▸ 本文:
^^^^

スペシャルゲストとして、発表会に登壇した女優の河合優実(かわいゆうみ)さん

A-PAB(一般社団法人放送サービス高度化推進協会)は10日、放送事業者らのさまざまな取り組みを披露する記者発表会を開催。NHKとBS民放5社がタッグを組み、イチオシ番組を集中放送するキャンペーンや、NHK衛星放送の近況などが発表された。

なお、J:COM BSチャンネルに関しては、別記事でレポートしている。

NHK衛星再編から1年半。「朝ドラや大河ドラマ、相撲を4Kで観る人増えた」

2023年12月に再編された“NHKの衛星放送”について、NHKコンテンツ戦略局の下要氏から現状報告が行なわれた。

既報の通り、NHKは構造改革の一環として、3チャンネル体制だった衛星放送を2チャンネルへ削減。BS1とBSプレミアムが統合され「NHK BS」へ、そしてBS4Kが「NHK BSプレミアム4K」へ再編された。

下氏は「再編から1年半ほどが経ち、だいぶ定着してきた。再編の前後に『リモコンの4Kボタンを押して4Kをご覧ください』というPRを積極的に展開したこともあり、4Kチャンネルの存在が認知され、朝ドラや大河ドラマ、大相撲などを4Kで観る方が増えたと聞く」とコメント。

さらに「12月の再編時は『この番組はどこに移ったのか?』『4Kはどうやって見るのか?』という問い合わせが多かったが、2週間ほどでそれも落ち着いた。予想外の、嬉しい反響だった」と明かした。

司会の星カオル氏と、NHK コンテンツ戦略局 下要氏(右)

BSプレミアム4Kのプログラムも紹介。現在は『刑事コロンボ』や『シャーロック・ホームズの冒険』などの海外クラシックミステリー(平日16~17時台)のほか、『ウルトラマン』などの「空想特撮シリーズ」(金18時35分~)、『大草原の小さな家』(土日17時10分)などをラインナップ。「4Kでしか見られない“名作”を週間を通して楽しむことができる編成にしている」とアピールした。

今夏のおススメ番組としては、「長岡の大花火」(8月2日)、「青森ねぶた祭」(8月6日)を生中継するのに加え、Mrs. GREEN APPLEのデビュー10周年を記念した特番「Mrs. GREEN APPLE 10 YEARS SPECIAL」の“90分完全版”を8月23日に放送する予定だという。

7月11日18時35分から、4Kリマスター版「ウルトラマン」を初放送する
土曜21時に映画枠を新設

続いて、7月18日から31日まで行なわれるBS4K8K衛星放送の視聴促進キャンペーン「4Kボタンをプッシュ!で見ようよ!」に触れ、各局が用意したイチオシ番組を映像で紹介した。

各局イチオシ番組と放送日時は以下の通り。なお、7月11日からは、4K8Kの魅力やキャンペーンのイチオシ番組を紹介する15分PR番組が各局で順次オンエアされる。

^^^^

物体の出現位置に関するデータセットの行
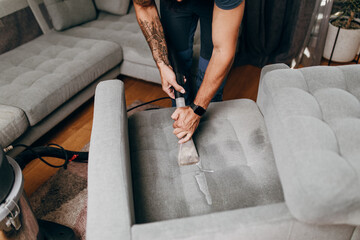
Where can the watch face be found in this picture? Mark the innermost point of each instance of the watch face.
(197, 109)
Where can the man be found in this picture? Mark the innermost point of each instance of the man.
(219, 25)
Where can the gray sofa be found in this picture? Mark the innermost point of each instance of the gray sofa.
(286, 167)
(44, 80)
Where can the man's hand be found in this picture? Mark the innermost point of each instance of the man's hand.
(168, 81)
(186, 122)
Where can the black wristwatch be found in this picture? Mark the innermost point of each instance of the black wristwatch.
(197, 109)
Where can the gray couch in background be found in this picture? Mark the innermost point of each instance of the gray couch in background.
(44, 80)
(286, 167)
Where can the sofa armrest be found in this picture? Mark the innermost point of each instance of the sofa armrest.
(110, 203)
(272, 221)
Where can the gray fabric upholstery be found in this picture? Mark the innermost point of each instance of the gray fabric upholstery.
(268, 222)
(13, 123)
(125, 31)
(118, 7)
(39, 76)
(110, 204)
(312, 115)
(231, 140)
(110, 209)
(68, 13)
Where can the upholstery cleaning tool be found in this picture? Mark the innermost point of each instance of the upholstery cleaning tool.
(187, 151)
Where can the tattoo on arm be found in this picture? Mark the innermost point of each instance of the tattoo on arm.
(154, 35)
(143, 2)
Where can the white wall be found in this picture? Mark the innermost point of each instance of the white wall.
(9, 6)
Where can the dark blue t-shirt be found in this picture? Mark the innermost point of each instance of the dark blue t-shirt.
(227, 4)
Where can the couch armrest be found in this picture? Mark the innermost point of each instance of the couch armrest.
(272, 221)
(264, 71)
(110, 203)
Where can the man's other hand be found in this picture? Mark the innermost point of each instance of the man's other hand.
(168, 81)
(186, 122)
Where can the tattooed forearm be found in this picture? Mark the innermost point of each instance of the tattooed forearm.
(143, 2)
(154, 35)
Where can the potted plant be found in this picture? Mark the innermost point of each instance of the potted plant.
(343, 38)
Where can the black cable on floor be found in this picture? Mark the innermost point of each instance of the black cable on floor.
(143, 104)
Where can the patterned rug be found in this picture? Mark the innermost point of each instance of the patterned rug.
(63, 198)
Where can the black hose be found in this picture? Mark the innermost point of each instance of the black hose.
(48, 151)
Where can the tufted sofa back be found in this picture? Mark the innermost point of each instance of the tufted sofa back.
(313, 119)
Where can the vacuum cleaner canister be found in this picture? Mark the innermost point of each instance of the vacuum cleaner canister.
(17, 220)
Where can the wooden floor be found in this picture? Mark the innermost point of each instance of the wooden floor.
(74, 132)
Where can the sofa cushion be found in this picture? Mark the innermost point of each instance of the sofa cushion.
(231, 140)
(313, 117)
(123, 30)
(39, 76)
(68, 13)
(13, 123)
(118, 7)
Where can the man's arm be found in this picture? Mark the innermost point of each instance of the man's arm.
(225, 30)
(149, 22)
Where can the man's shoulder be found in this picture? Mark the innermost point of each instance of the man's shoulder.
(144, 3)
(228, 4)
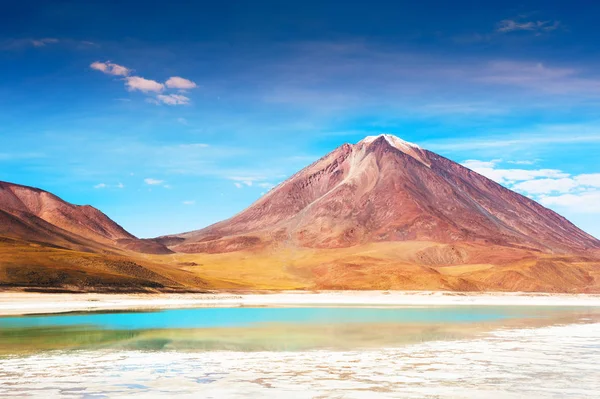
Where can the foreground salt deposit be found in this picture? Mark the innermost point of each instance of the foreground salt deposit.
(549, 362)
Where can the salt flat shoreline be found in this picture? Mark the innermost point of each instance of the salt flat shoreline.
(20, 303)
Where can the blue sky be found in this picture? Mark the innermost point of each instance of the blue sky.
(169, 116)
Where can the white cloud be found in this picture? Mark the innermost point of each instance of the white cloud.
(476, 164)
(176, 82)
(144, 85)
(591, 180)
(110, 68)
(550, 187)
(546, 186)
(153, 182)
(44, 41)
(173, 99)
(586, 202)
(510, 25)
(489, 170)
(266, 185)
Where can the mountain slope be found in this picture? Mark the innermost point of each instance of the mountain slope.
(384, 189)
(32, 214)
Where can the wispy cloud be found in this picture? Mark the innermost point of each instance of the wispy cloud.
(173, 99)
(176, 82)
(153, 182)
(43, 42)
(551, 187)
(110, 68)
(512, 25)
(144, 85)
(539, 135)
(538, 76)
(148, 86)
(104, 185)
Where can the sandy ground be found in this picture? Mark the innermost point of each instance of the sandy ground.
(18, 303)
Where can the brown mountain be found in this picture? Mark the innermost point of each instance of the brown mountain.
(385, 189)
(386, 214)
(49, 244)
(33, 214)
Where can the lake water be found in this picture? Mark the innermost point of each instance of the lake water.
(305, 352)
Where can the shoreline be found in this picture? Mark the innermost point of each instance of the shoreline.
(21, 303)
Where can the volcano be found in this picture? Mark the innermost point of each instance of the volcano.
(384, 189)
(33, 214)
(386, 214)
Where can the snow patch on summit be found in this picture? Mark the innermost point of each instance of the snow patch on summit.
(394, 141)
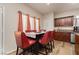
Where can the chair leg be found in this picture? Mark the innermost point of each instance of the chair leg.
(53, 44)
(17, 51)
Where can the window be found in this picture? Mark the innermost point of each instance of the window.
(32, 23)
(24, 18)
(37, 25)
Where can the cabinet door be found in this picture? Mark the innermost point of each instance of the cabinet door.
(77, 49)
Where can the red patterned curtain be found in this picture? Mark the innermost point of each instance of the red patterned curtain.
(28, 23)
(20, 25)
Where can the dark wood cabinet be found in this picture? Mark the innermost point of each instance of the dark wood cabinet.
(62, 36)
(77, 44)
(65, 21)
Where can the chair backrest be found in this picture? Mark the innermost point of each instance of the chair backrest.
(30, 30)
(45, 38)
(21, 40)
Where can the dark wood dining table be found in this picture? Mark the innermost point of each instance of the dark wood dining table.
(35, 36)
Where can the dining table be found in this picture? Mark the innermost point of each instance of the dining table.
(35, 36)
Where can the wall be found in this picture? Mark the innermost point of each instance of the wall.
(74, 12)
(11, 23)
(48, 21)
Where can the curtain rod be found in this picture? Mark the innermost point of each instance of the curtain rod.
(26, 14)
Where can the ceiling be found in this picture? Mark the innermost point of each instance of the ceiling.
(56, 7)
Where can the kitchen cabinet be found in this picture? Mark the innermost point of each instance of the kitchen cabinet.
(77, 44)
(65, 21)
(62, 36)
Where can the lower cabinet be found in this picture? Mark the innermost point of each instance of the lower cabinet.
(62, 36)
(77, 44)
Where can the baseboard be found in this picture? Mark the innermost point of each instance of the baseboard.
(9, 52)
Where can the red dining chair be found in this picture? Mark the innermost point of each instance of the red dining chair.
(23, 42)
(44, 41)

^^^^

▸ 練習問題: NHKの衛星放送再編を伝える本文で、BS1とBSプレミアムが統合されてできたチャンネルの名前を答えよ。 これらの行は本文とは別の資料である。

▸ 解答: NHK BS